**Aim of the task**
Lines in the data below that contain the word "thickest" are to be copied.

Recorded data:
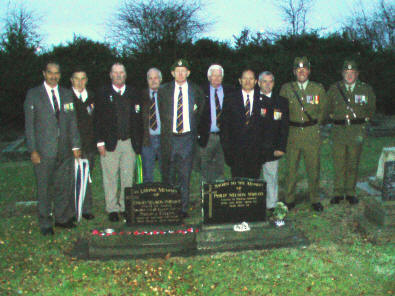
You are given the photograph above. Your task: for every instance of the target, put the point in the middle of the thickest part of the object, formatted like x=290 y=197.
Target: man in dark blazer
x=180 y=105
x=84 y=104
x=118 y=126
x=211 y=152
x=52 y=139
x=151 y=121
x=242 y=128
x=276 y=133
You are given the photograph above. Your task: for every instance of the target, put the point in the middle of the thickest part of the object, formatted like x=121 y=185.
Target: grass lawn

**Response below**
You are given the photograph above. Your task: for every instance of the target, put the point in the middle of the thickest part of the object, formatted like x=290 y=197.
You are given the photograph above. Your task: for every instance of the target, put the point in the middle of the thickest part of the object, formatted like x=121 y=185.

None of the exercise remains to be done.